GIVEN REQUEST: Write out each record below exactly as it appears, with no pictures.
= = = = =
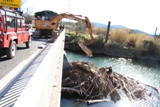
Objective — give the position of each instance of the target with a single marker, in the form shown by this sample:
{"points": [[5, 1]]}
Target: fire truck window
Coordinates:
{"points": [[10, 22], [23, 23]]}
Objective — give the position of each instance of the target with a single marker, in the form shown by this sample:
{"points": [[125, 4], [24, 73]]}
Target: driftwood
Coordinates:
{"points": [[97, 101], [91, 82]]}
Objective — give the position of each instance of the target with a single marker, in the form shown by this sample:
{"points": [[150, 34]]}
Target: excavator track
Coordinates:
{"points": [[85, 49]]}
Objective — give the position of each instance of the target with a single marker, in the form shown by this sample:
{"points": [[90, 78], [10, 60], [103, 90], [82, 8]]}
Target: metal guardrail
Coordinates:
{"points": [[38, 91]]}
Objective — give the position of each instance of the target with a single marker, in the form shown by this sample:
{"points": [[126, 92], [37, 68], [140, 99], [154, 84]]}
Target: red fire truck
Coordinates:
{"points": [[12, 31]]}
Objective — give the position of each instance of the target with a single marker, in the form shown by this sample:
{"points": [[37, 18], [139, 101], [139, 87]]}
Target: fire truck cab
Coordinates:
{"points": [[12, 31]]}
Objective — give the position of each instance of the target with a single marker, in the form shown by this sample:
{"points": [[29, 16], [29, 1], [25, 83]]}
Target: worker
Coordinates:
{"points": [[109, 70]]}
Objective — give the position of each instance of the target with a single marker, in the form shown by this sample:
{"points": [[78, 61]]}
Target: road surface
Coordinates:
{"points": [[6, 65]]}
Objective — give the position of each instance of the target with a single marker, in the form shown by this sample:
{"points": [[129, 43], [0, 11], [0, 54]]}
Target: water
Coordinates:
{"points": [[145, 71]]}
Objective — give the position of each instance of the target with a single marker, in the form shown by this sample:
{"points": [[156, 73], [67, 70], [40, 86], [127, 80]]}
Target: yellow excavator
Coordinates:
{"points": [[49, 25]]}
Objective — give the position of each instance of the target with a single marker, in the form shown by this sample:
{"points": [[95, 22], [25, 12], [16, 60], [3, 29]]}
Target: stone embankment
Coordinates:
{"points": [[111, 51]]}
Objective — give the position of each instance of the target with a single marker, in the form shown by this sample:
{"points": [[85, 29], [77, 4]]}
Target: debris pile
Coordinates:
{"points": [[91, 82]]}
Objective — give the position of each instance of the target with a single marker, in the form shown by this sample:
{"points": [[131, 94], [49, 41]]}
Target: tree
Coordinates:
{"points": [[27, 12], [80, 27]]}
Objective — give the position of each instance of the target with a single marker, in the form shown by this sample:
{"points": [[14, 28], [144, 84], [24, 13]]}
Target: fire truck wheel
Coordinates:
{"points": [[11, 51], [29, 42]]}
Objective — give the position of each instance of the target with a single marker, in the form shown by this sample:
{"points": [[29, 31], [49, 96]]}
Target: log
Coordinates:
{"points": [[97, 101], [70, 89]]}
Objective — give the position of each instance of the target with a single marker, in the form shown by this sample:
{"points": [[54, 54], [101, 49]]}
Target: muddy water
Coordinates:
{"points": [[145, 71]]}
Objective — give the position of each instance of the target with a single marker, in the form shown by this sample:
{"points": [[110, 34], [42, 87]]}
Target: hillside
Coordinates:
{"points": [[119, 27]]}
= = = = =
ANSWER IN FULL:
Objective — give the position of each instance of the target with a single marker, in the form shown by this sample:
{"points": [[5, 1]]}
Target: fire truck window
Coordinates:
{"points": [[10, 22], [23, 23]]}
Objective — give the position of each instance of the target with a single marker, in the form shown by this sample:
{"points": [[125, 4], [24, 73]]}
Target: driftwood
Coordinates:
{"points": [[97, 101], [91, 82]]}
Objective — give the position of each instance of the target with a single marker, in the form shown by this sample:
{"points": [[150, 34]]}
Target: excavator track
Coordinates:
{"points": [[85, 49]]}
Objective — give the position of each instance of the target with a single marker, in the form shown by this sample:
{"points": [[90, 78], [10, 60], [103, 90], [82, 8]]}
Target: metal guardrail
Coordinates:
{"points": [[38, 91]]}
Objective — give the position of each instance of the target with a single marker, in the form shown by this sample:
{"points": [[126, 92], [37, 68], [140, 99], [154, 84]]}
Target: red fire truck
Coordinates:
{"points": [[12, 31]]}
Objective — give the position of each instance of the target with a single marker, in the form shown by this sample:
{"points": [[37, 18], [139, 101], [139, 87]]}
Target: fire truck cab
Coordinates:
{"points": [[12, 31]]}
Objective — give the position of each instance of the target with a single marker, in the form shown by this sample:
{"points": [[29, 16], [29, 1], [25, 83]]}
Target: worker
Coordinates:
{"points": [[109, 70]]}
Objective — give the position of each instance of the target with a single marker, in the form shown by this sample:
{"points": [[78, 61]]}
Target: road surface
Coordinates:
{"points": [[6, 65]]}
Objective — give the position of each instance of the target with a single marker, in the form shown by this sample:
{"points": [[129, 43], [0, 11], [0, 54]]}
Target: water
Coordinates:
{"points": [[145, 71]]}
Objective — give the position of each instance of the target with a single marker, in the form shown by this sample:
{"points": [[156, 73], [67, 70], [40, 86], [127, 80]]}
Target: yellow excavator
Coordinates:
{"points": [[49, 25]]}
Objective — give the position of each instance of the target with a single marker, in the form shown by this sample:
{"points": [[95, 22], [25, 12], [16, 60], [3, 29]]}
Target: stone embankment
Coordinates:
{"points": [[111, 51]]}
Objective — give the position of each instance of the target with a single marker, in the form shown by this sample:
{"points": [[85, 29], [77, 4]]}
Target: debris pile
Coordinates:
{"points": [[91, 82]]}
Objective — give the position of each instance of the target with a single marker, in the form shown by this sample:
{"points": [[131, 94], [49, 41]]}
Target: tree
Coordinates:
{"points": [[27, 12], [80, 27]]}
Objective — give the position of each instance of the target with a single marker, in the form shown by this sample:
{"points": [[14, 28], [144, 84], [24, 13]]}
Target: fire truck wheel
Coordinates:
{"points": [[11, 51], [29, 42]]}
Objective — give the position of each instance of the target with a single marker, in the form shown by this sample:
{"points": [[29, 31], [49, 96]]}
Target: log
Coordinates:
{"points": [[97, 101], [70, 89]]}
Objective — give the position of each instance of the target with a single marker, in the form shown by this sample:
{"points": [[54, 54], [101, 49]]}
Target: muddy water
Coordinates:
{"points": [[145, 71]]}
Objective — give the position of each instance of the target with a single marker, in the form shown by this sample:
{"points": [[110, 34], [42, 87]]}
Target: hillside
Coordinates:
{"points": [[119, 27]]}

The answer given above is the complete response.